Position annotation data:
----------

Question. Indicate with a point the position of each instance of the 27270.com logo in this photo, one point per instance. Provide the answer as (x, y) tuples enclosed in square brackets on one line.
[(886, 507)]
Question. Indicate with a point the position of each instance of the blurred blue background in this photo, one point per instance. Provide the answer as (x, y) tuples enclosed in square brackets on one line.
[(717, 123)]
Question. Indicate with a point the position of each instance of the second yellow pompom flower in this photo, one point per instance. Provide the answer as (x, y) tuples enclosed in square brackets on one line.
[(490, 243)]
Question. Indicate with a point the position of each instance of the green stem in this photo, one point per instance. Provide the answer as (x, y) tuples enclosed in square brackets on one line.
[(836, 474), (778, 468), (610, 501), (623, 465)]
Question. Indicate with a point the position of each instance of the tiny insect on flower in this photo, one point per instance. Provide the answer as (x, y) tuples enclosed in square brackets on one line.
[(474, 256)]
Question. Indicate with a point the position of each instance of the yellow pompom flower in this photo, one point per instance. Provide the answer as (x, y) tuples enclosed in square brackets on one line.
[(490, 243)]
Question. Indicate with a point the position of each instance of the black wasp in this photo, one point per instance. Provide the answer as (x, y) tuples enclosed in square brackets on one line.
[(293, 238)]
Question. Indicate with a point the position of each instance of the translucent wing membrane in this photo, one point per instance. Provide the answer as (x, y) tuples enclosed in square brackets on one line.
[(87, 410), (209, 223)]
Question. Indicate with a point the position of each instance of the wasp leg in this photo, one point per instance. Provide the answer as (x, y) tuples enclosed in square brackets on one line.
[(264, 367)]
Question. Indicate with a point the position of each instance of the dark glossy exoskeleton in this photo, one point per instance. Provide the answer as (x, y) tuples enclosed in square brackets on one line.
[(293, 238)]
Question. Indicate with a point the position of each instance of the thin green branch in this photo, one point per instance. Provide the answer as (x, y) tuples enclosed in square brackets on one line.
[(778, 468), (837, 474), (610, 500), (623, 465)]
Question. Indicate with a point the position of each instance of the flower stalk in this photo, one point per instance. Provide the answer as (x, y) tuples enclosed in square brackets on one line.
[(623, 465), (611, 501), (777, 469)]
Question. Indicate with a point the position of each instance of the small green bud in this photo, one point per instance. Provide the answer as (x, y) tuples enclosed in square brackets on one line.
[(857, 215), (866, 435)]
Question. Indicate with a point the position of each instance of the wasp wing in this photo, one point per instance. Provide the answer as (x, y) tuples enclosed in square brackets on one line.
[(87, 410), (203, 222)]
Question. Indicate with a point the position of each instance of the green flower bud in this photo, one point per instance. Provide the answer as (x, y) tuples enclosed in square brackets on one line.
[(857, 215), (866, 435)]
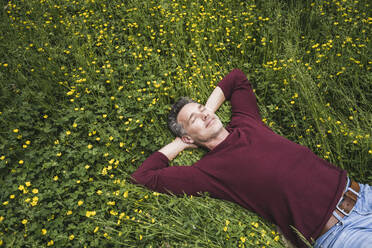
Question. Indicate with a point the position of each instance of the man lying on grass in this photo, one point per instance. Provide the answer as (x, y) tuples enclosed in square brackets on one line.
[(250, 165)]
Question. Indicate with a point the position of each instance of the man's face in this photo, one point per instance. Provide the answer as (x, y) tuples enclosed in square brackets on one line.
[(200, 123)]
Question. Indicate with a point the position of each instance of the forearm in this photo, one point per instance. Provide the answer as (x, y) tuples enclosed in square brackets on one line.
[(215, 99), (172, 149)]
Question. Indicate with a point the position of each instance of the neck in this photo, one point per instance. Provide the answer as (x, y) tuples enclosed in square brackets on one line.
[(221, 136)]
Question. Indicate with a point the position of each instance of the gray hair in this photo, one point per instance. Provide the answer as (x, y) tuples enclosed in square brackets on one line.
[(177, 128)]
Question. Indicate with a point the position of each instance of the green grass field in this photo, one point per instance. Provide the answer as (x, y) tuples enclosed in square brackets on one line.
[(86, 86)]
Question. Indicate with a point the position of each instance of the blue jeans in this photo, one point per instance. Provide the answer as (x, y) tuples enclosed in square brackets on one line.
[(355, 229)]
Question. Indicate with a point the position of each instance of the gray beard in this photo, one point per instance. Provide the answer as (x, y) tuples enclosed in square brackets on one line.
[(201, 142)]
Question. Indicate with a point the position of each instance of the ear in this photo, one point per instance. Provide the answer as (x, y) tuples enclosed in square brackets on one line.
[(187, 139)]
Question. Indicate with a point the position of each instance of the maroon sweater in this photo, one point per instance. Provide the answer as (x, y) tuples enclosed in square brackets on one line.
[(282, 181)]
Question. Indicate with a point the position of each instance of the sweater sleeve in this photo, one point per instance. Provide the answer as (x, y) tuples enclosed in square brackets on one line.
[(155, 174), (238, 90)]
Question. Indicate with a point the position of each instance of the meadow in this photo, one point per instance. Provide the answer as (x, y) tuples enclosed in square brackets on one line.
[(86, 87)]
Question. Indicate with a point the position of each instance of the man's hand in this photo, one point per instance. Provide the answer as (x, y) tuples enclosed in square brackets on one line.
[(215, 99), (175, 147)]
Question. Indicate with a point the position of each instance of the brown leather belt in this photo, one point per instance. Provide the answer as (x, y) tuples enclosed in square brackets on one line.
[(347, 203)]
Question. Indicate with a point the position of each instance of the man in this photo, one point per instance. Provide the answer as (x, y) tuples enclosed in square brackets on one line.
[(250, 165)]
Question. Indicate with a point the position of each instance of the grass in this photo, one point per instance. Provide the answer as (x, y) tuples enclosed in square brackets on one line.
[(86, 87)]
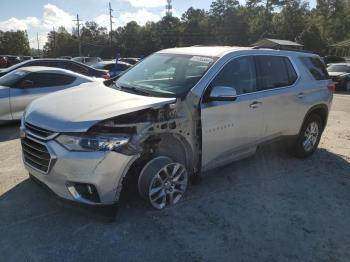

----------

SHORT PROBLEM
Please rewrite all of the data above, swapping "one point per instance" for "a single point for each instance" everywhere and changing nothing else. Leave the pictures out of your answer.

RESPONSE
Question. Indicate with a point the position of each instance of the 27270.com logo in this photo, a single point for each instance. Provide the answer as (x, y) tuples enclosed in square brackets on one line.
[(886, 507)]
Question. Indicate with a point the position of each instance of the blurred blue background in this photo, a single point for each instance. Provide the answer as (x, y) tuples enclosed in square brackets on one line.
[(717, 123)]
Question. Indicate with a point the position of each instance of the second yellow pompom flower in this photo, a single point for each instance. Provide the answer as (x, y) tuples enclosed in square brackets on one line.
[(490, 243)]
Question. Indicate with a point the position of each instance of the green stem in this photo, a single point for each instance. Provide the answer as (x, y) tuples enclosed in square brackets on one line.
[(836, 474), (778, 468), (610, 501), (623, 465)]
Question. Indicate with a point the position of each instance of the tiny insect on flower in this photo, a single point for each instance. Provide the answer as (x, y) tuples enclosed in square brackets on one line.
[(474, 256)]
Question. Indicate with a point the position of each instance of the yellow pompom flower in this photo, a single point for each instance. Provide the answer as (x, y) tuples enclosed in square brackets on one line.
[(490, 243)]
Question. Indicate with a point the position of each instance of the black wasp in this photo, a single point for each instance. Provide the answer as (x, y) tuples enclosed in square brackets on one line.
[(293, 238)]
Question. Indicate with a point the position of each instance of the translucent wing membrane in this photo, a single point for each instance. Provide the answer as (x, y) tuples enclosed in square brackets on one line.
[(87, 410), (209, 223)]
Question. Indicate with a point the position of each instance of the wasp leg in this photo, a single point for each instance. Provide the answer as (x, y) tuples enclosed in square brackets on one line.
[(264, 367)]
Question. Indicate with a point the position of each instance of the dark glossy exoskeleton in this photo, a single point for each instance. Provide the answer as (x, y) tuples enclosed in square brackets on one line.
[(293, 238)]
Question. Indicate with a point the position of each instance of the thin green branch in this photo, a single point for each instance. Provide the answer as (x, y) tuples enclosed in square brackets on one line.
[(778, 468), (837, 474), (610, 500), (623, 465)]
Question. Indicate with a point the position of each instance of the flower stalk in this photo, a single point for each instance. Provide the answer as (x, y) tuples enclosed in square brackets on one line.
[(623, 465), (611, 501), (777, 469)]
Question. Indicate with a point the position of each instance of the small green bud in this photo, a single point for each instance. Provide the answer as (x, y) tuples enclosed in square brackets on one line.
[(857, 215), (866, 435)]
Question. Indicate with a point the position of each instance of the wasp wing in this photo, a single point for each instance. Provide the answer as (x, y) tuples enclosed in square brackets on one line.
[(87, 410), (203, 222)]
Question. Indicate with a point the position of each instance of the green flower bud in this photo, a single point for each instance. Provide the answer as (x, y) tuples enclosed in square brackets on one line.
[(857, 215), (866, 435)]
Question. Indicate with a point the position of each instance of the man lying on grass in this photo, a single point for each instance. Provide the answer as (x, y) tuples enclosed in square brackets on one line.
[(250, 165)]
Question. Indicate with a point the position of each instance of the man's face in this photo, a single point for each instance. Provide the answer as (x, y) tuples enclosed in square brackets on one line.
[(200, 123)]
Question. Indicate with a point the position of each instance of the forearm in this photo, a single point for each instance. Provide the answer as (x, y) tuples enclosed in square brackets on one line.
[(215, 99), (172, 149)]
Question. Indicate with a point the position of each instance of the neck in this photo, a single point for each instance. Provide the answer as (x, y) tuples enclosed in square brackets on one line.
[(221, 136)]
Question. Indicate with a point the position of each instance of the gray hair in this photo, a single point for each instance. Provide the answer as (x, y) tuples enclosed in square brackets on one line.
[(177, 128)]
Question. Indicate with a point the position of each instance of the green grass field in this photo, a single point for each instance. Provide the answer as (x, y) tuples enclosed in square brackets on one line.
[(86, 86)]
Question. Indicate with a point the position of each instance of the blue jeans in this photo, a single point for each instance. Provide the answer as (x, y) tuples enclosed in square brackets on one line.
[(355, 229)]
Question. Indicate with a point the position of each instance of the gray beard in this photo, a single point for each instance. Provide the answer as (x, y) tuples enclosed in square brackets on one line.
[(201, 142)]
Question. Indicate with a point the position of each instance of the ear in this photo, a single point for each instance. Provide the answer as (x, y) tuples enclosed in square brackets on one line.
[(187, 139)]
Question. Indicate with a point the position of each instance of the maroon sweater in this photo, a single point for each instance. Provide the answer as (x, y) tuples enclosed in square brackets on one line.
[(282, 181)]
Question. Indicate with a point the position of each instance of the sweater sleeve in this photo, a single point for each instance. Provide the answer as (x, y) tuples enclosed in square brackets on one line.
[(155, 174), (238, 90)]
Question. Indicate with a point the position of each instance of the meadow in this photo, a single point for each instance. Provide the answer as (x, y) tuples enclosed in square brackets on one line.
[(86, 87)]
Question. Indicate with a point the position of each instance of the man's hand in this photo, a single point for each instance. Provide the answer as (x, y) tuples enclosed in square brackets on one line.
[(215, 99), (175, 147)]
Question. Indicate with a point the position of each instance of the brown leather belt in this photo, a single point for each instance. Provide the answer as (x, y) tuples enclosed in square brackets on one line.
[(347, 203)]
Question. Indicate with a point the position of each instance of the man in this photo, a single point for each instance. Provide the answer as (x, y) tuples enclosed in square brackets on one line.
[(250, 165)]
Question. Indicate with a point the position of each instance of the grass in this photo, a single point for each instance. Provide the answer as (x, y) tuples enclosed in square brackets on one line.
[(86, 87)]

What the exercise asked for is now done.